| Assignment |
Omit the images, then repeat the listing exactly.

------------

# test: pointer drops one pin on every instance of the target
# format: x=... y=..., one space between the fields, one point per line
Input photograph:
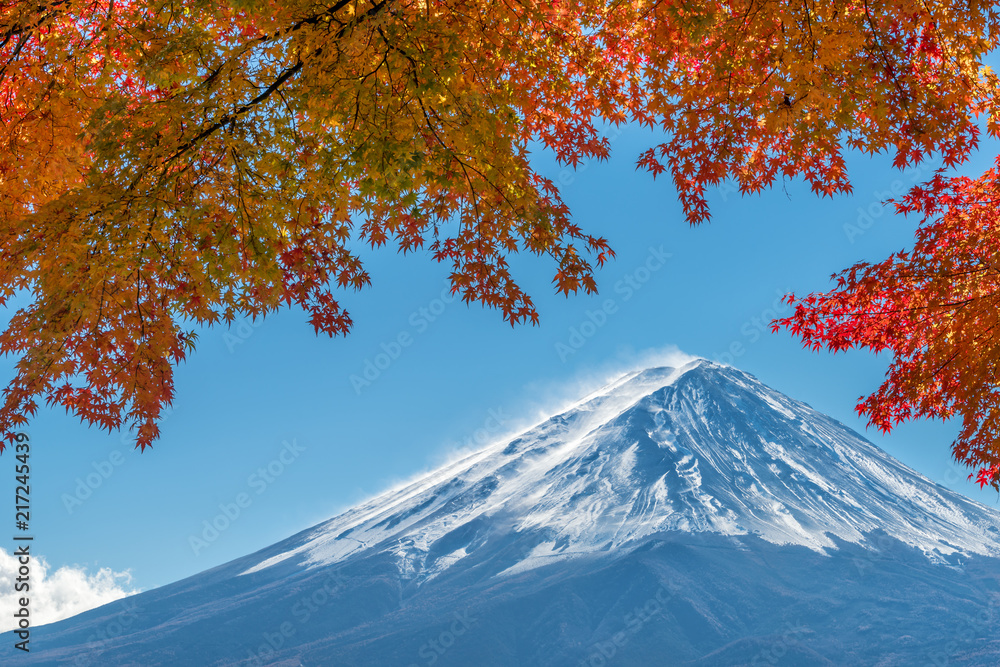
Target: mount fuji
x=678 y=516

------------

| Expected output |
# test: pointer drops one pin on every instance of the target
# format: x=... y=..., one space between the fields, one point per line
Input photograph:
Target: mount fuji
x=678 y=516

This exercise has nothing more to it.